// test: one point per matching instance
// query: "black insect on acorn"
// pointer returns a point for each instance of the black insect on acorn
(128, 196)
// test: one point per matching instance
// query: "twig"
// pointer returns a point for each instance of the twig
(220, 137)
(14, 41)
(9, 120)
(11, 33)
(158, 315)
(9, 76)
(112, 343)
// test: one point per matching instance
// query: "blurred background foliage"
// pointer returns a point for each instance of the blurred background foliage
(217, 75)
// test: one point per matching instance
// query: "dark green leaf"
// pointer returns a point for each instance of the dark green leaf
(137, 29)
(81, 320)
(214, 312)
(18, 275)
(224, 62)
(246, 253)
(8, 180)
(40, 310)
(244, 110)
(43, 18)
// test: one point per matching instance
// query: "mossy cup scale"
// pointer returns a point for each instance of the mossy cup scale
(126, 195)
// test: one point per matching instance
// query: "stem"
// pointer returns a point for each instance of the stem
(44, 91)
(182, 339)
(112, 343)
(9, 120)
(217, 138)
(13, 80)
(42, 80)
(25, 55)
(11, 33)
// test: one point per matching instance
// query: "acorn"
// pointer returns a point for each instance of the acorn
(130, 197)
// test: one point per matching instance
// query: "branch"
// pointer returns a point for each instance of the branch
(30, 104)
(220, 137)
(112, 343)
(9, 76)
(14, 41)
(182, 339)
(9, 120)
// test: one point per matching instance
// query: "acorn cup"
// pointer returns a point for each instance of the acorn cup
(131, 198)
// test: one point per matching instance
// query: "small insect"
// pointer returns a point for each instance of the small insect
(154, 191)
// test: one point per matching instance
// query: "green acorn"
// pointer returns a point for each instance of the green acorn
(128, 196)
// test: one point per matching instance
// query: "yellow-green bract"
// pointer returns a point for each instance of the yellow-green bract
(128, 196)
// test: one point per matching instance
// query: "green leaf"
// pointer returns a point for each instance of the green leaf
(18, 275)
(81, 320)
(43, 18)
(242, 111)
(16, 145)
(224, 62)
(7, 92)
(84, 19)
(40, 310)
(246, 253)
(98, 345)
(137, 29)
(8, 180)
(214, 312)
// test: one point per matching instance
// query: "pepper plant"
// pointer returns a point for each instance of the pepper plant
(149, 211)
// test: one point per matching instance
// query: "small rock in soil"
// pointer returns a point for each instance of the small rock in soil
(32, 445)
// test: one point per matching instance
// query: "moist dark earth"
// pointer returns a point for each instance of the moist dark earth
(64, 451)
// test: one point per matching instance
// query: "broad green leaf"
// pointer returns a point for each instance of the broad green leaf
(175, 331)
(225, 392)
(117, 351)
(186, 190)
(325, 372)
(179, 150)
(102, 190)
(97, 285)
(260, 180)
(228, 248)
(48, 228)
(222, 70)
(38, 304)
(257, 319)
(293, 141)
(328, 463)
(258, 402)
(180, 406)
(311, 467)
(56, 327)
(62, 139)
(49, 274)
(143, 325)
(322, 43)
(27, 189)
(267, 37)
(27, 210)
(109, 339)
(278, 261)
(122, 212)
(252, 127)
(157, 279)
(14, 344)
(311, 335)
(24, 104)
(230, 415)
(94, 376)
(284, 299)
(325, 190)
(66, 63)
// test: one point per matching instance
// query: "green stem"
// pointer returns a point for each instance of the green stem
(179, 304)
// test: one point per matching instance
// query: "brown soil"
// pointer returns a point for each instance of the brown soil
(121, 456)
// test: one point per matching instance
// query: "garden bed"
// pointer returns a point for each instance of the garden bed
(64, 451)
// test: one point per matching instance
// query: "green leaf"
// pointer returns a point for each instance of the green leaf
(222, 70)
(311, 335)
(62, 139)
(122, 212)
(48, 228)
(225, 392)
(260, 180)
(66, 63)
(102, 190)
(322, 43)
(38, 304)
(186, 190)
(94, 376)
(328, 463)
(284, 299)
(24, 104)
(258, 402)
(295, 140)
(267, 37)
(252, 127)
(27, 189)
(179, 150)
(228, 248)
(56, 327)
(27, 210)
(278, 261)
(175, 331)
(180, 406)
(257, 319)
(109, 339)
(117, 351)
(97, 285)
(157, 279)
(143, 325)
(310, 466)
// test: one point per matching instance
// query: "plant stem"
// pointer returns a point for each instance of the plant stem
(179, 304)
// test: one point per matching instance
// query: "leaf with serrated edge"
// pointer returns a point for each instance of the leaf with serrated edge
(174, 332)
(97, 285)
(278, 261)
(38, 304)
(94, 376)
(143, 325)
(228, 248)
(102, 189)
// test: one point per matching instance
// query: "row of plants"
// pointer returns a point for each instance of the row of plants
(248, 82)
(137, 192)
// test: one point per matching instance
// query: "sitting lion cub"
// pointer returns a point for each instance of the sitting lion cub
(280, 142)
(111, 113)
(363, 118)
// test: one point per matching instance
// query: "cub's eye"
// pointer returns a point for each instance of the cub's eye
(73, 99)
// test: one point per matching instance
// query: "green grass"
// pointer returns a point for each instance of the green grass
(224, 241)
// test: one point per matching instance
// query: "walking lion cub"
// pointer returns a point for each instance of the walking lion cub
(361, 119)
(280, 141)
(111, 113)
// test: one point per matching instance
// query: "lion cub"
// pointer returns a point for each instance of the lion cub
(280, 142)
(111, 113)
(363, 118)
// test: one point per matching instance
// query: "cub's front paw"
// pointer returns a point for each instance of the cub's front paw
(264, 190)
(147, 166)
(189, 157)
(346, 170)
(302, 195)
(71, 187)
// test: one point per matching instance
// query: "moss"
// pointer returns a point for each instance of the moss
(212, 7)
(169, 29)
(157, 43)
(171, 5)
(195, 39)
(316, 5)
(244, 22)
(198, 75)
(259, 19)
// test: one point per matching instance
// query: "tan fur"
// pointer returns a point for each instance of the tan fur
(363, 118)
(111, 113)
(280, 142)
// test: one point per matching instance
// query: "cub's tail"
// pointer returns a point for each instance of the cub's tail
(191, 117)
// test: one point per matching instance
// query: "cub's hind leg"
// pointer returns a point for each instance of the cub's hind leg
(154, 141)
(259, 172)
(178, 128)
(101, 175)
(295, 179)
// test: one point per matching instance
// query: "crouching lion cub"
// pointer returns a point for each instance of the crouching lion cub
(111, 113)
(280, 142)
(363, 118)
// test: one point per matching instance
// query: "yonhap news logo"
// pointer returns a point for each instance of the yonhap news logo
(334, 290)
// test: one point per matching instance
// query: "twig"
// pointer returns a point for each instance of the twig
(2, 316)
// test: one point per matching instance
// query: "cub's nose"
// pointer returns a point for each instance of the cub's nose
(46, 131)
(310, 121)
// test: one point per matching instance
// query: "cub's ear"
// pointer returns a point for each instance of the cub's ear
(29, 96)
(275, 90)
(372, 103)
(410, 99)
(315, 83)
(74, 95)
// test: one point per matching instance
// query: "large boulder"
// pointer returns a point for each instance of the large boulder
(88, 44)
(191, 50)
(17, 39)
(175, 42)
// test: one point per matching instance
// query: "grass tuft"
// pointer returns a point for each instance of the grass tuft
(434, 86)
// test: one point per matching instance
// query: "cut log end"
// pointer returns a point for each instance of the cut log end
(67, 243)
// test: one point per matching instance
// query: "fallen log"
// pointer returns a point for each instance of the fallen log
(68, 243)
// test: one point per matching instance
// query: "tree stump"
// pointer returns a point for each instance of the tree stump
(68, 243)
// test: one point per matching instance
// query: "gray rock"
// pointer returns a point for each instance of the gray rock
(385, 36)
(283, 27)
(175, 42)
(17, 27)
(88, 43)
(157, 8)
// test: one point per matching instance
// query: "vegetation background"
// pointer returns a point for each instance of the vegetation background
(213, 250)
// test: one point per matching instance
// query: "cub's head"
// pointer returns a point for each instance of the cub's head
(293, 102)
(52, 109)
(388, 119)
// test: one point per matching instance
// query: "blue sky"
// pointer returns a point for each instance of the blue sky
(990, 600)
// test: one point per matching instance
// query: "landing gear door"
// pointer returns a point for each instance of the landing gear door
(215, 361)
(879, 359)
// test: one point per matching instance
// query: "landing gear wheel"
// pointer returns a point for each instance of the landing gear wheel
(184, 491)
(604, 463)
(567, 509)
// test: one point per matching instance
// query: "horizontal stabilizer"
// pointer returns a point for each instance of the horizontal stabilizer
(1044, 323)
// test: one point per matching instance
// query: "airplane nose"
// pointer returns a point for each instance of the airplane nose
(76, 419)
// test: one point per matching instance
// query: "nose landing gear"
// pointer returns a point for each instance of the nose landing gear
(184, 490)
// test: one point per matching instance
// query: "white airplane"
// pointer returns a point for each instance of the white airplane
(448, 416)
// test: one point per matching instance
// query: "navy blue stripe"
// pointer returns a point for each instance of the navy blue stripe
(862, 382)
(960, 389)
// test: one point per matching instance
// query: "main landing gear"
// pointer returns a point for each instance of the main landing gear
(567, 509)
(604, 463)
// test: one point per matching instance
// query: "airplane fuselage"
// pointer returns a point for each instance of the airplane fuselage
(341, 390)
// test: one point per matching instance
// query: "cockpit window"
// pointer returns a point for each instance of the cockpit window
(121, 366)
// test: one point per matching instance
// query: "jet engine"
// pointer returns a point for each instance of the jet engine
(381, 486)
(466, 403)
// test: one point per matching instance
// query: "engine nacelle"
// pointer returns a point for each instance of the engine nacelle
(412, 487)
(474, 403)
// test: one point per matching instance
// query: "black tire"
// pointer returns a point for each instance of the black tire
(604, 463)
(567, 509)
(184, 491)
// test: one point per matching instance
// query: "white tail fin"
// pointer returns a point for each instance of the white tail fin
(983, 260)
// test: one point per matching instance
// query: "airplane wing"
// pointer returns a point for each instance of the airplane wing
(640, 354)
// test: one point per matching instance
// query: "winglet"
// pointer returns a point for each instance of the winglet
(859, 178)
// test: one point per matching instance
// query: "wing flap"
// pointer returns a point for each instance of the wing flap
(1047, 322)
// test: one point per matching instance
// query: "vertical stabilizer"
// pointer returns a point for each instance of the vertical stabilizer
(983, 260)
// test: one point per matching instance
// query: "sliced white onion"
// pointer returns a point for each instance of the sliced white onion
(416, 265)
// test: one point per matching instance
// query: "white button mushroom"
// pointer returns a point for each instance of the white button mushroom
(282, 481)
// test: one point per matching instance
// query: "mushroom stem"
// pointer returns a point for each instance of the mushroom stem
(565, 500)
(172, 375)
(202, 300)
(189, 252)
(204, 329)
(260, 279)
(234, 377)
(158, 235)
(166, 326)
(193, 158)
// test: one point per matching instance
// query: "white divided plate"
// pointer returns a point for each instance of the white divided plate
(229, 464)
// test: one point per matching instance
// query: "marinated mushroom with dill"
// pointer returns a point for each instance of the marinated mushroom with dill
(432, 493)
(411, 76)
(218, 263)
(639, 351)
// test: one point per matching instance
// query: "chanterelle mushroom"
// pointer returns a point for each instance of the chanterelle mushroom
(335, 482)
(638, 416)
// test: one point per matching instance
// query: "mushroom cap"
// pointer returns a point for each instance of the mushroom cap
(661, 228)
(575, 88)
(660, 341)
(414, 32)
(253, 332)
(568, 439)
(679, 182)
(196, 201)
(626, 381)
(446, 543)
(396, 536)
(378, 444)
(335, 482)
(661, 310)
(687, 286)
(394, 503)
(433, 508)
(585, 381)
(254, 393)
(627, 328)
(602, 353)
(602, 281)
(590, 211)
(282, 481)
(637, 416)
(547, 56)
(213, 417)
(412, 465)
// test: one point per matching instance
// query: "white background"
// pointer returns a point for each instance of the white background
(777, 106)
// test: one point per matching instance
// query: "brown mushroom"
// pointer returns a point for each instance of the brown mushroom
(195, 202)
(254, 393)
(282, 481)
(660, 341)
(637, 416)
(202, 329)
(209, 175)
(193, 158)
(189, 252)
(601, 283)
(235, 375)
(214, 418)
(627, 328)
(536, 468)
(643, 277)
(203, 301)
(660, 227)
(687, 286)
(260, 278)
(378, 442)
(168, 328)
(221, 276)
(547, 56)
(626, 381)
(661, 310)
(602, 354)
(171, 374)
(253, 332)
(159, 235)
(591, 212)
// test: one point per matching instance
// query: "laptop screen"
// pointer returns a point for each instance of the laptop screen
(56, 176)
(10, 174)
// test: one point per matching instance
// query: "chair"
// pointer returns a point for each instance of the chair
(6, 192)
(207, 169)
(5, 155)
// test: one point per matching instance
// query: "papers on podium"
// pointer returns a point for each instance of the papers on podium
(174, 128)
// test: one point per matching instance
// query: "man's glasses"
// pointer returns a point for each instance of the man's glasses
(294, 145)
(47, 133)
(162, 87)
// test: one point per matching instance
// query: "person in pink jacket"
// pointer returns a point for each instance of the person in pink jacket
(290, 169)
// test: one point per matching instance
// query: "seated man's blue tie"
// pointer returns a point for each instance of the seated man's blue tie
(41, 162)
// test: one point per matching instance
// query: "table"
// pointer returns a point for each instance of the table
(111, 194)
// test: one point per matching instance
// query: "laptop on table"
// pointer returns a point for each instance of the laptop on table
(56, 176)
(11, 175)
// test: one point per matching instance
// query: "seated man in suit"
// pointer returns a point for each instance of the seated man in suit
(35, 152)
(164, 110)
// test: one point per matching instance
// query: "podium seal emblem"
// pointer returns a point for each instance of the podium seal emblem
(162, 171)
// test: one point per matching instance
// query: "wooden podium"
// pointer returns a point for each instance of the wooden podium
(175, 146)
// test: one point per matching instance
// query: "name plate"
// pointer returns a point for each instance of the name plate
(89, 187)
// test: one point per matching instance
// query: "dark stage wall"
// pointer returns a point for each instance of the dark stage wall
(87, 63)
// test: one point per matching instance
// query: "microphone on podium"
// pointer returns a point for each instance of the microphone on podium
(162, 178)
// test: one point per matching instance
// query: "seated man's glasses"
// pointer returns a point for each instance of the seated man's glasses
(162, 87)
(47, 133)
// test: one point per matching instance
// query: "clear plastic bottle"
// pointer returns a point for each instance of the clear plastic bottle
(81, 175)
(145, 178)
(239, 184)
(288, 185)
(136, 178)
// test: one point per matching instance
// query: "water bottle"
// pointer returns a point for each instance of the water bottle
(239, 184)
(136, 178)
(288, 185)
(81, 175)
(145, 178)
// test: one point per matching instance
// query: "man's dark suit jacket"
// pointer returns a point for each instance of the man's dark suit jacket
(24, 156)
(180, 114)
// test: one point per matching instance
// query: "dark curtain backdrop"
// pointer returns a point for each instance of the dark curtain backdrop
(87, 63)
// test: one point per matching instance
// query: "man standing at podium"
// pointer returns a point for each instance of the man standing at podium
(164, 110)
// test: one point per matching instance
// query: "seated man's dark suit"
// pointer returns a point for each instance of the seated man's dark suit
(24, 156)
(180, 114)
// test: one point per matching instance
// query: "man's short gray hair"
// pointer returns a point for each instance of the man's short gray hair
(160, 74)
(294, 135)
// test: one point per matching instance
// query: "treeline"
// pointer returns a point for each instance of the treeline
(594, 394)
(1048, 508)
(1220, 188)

→ **Set task**
Collect each line in the material above that contains the word "gear", copying the lines in full.

→ **Written answer**
// query: "landing gear door"
// pointer returns a point for each instance of the landing gear door
// query: "landing gear wheel"
// pointer returns a point for each instance of the landing gear wheel
// query: "nose landing gear"
// pointer returns a point for each instance of the nose landing gear
// query: "main landing gear"
// pointer returns a point for each instance of the main landing gear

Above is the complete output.